Please quote all of the data below word for word, leaving out the image.

▶ _Stored entries_
◆ ◆ ◆ ◆

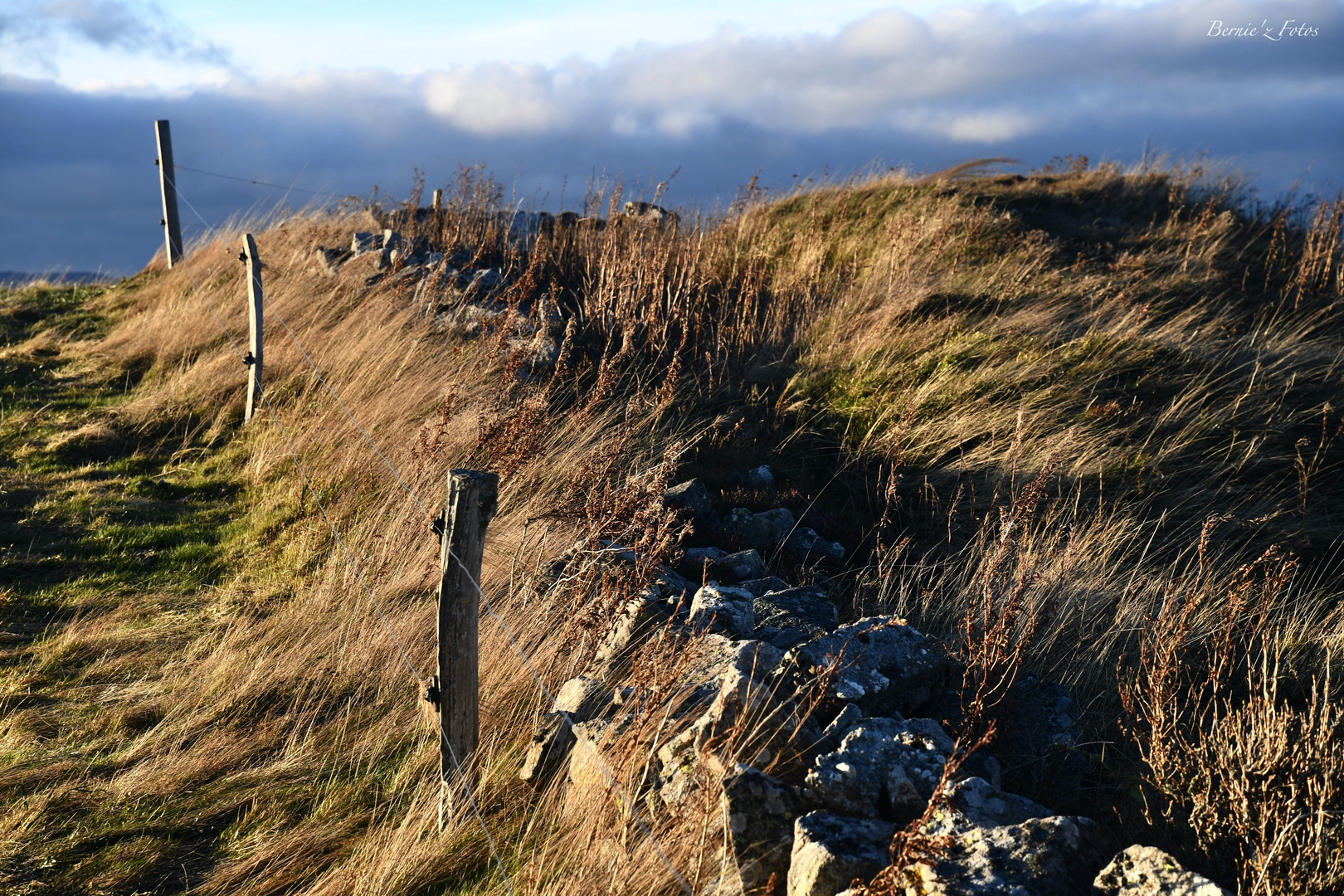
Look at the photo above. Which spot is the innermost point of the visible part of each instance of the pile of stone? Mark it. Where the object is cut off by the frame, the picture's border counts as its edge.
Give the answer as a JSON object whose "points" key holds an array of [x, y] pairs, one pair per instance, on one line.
{"points": [[774, 674]]}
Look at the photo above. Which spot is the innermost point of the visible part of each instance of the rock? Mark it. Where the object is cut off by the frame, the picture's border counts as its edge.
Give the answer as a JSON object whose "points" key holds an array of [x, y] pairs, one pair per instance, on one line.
{"points": [[693, 497], [761, 477], [782, 522], [806, 544], [839, 727], [760, 587], [884, 768], [880, 663], [741, 566], [364, 242], [723, 609], [830, 852], [1054, 856], [752, 529], [698, 564], [582, 699], [975, 802], [550, 748], [637, 620], [760, 813], [806, 609], [1147, 871], [1036, 742]]}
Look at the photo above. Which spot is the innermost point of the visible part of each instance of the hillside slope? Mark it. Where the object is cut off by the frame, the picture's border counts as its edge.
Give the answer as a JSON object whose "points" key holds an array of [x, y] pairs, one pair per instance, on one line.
{"points": [[1075, 425]]}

◆ ◆ ◆ ◆

▶ _Finished answer_
Look at the photo above. Which spot is the innermost point of the visible part of each instance of the pile of stone? Mark it. Where the object is cut off by the frame, the picture's border counts as its edge.
Give the answer as a JSON object whose "points" key holds an array of [x, y] pairs, one pair per instance, on one line.
{"points": [[774, 674]]}
Look at the photo above. Which spot is the innermost point of the visible part of each instance of the rock? Mark it. Where the object is cut off by the frame, the picture's border counts as its edge.
Give the answer as a JSON object whose "points" key holds an array of [x, y] pairs, one pair per instance, on one line.
{"points": [[693, 497], [761, 477], [782, 522], [806, 544], [839, 727], [760, 587], [884, 768], [880, 663], [741, 566], [364, 242], [723, 609], [830, 852], [1054, 856], [752, 529], [698, 564], [582, 699], [975, 802], [550, 748], [637, 620], [760, 813], [806, 609], [1147, 871], [1036, 742]]}
Look at the photo above. Which spot is the innermost point of the visible part of each instance of the hillside slope? Mark it. Where the object is cut off by the frame, the picture's border counts as its edge.
Give the answer as a JSON object whose "points" key holds an array of [x, y] pairs, one pair per instance, on one line.
{"points": [[1075, 425]]}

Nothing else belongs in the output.